(Exercise details) Rewrite the data from the line with "brick masonry -> bbox for every match" through the end, with "planter" changed to "flower pot" and all else left as it is.

(Entries shown)
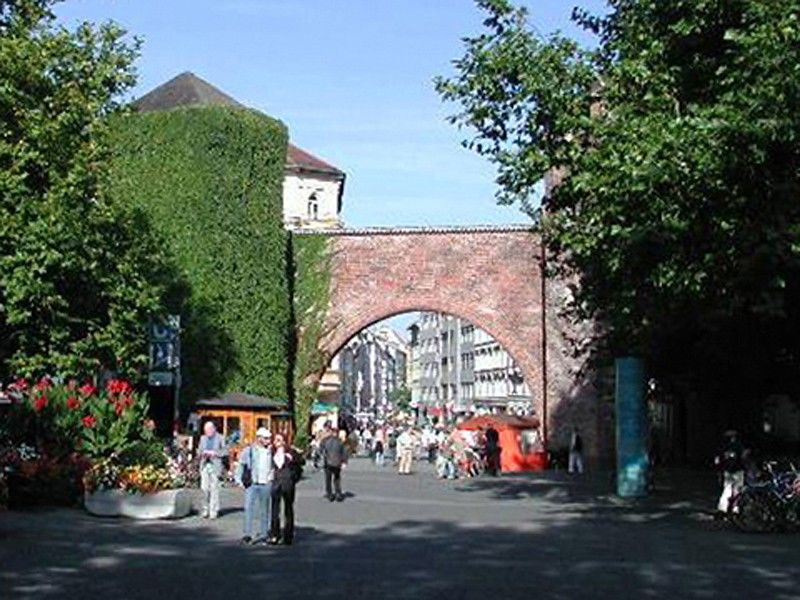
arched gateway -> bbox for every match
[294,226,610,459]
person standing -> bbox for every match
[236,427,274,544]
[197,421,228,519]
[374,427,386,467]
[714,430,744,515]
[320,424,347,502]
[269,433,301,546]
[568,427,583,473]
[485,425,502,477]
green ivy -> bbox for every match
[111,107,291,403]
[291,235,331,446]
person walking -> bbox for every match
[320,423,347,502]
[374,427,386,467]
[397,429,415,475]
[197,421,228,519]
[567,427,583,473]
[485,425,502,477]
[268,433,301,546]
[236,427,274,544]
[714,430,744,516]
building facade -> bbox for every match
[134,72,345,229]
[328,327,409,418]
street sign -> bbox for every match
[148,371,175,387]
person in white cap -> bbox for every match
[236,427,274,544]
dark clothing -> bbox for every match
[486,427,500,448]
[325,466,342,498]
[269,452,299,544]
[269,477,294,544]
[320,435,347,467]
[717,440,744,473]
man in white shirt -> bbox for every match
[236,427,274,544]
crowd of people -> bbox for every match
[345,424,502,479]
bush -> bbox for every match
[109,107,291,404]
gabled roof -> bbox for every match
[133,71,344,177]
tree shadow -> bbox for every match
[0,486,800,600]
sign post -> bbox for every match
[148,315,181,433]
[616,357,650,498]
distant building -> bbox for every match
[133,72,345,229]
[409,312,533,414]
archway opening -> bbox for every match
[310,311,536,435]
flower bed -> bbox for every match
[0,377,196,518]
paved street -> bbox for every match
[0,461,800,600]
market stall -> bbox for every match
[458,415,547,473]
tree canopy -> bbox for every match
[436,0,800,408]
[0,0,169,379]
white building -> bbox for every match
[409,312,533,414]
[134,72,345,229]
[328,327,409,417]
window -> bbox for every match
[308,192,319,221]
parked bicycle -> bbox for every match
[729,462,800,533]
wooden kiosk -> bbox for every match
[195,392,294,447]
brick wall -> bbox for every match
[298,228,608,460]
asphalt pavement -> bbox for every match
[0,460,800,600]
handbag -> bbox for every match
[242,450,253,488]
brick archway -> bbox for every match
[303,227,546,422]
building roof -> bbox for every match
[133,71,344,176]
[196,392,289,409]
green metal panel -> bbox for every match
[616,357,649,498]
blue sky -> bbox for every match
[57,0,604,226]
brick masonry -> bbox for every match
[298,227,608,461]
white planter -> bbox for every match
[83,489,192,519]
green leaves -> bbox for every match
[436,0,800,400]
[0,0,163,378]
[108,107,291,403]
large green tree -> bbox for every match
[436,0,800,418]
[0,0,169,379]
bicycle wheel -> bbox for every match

(Task response)
brick masonry -> bbox for every match
[298,227,608,461]
white flower pot -> bbox for every match
[83,489,192,519]
green leaves -> bbox for every match
[436,0,800,400]
[0,0,163,378]
[108,107,291,403]
large green tree -> bbox for every match
[436,0,800,418]
[0,0,169,379]
bicycle wheel -> bbox for every match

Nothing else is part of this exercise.